Tally the lines in the records below that contain the string "gold", treating uppercase and lowercase as different, and reply with only the number.

### ENTRIES SHOWN ###

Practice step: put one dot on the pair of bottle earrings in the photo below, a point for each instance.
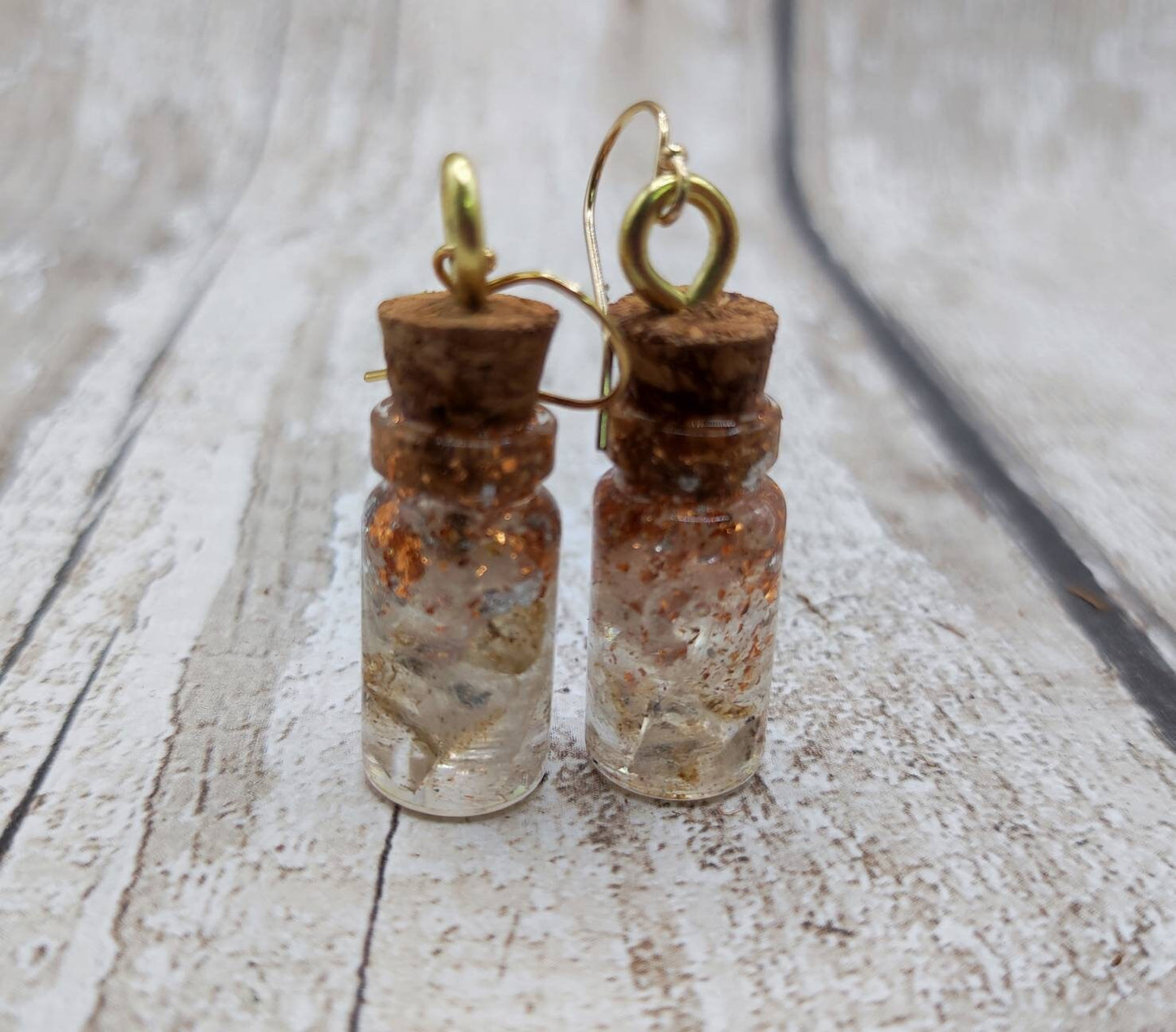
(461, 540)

###
### ENTRIES SHOWN ###

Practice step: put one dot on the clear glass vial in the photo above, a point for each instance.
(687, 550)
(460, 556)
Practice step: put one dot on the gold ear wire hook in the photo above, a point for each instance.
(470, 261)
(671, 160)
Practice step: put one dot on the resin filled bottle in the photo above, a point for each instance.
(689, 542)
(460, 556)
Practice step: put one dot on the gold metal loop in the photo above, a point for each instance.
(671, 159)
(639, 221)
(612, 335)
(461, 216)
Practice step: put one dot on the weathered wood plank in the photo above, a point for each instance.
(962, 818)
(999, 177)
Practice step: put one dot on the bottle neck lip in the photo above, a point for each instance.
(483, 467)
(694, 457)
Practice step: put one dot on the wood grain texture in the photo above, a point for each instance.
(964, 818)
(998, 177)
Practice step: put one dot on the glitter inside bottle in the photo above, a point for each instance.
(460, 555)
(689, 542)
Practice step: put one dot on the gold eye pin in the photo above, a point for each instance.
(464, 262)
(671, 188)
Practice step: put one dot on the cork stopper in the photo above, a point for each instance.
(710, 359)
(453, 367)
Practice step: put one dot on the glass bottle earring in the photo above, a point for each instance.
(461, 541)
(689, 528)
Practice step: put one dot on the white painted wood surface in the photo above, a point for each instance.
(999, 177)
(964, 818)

###

FULL OUTPUT:
3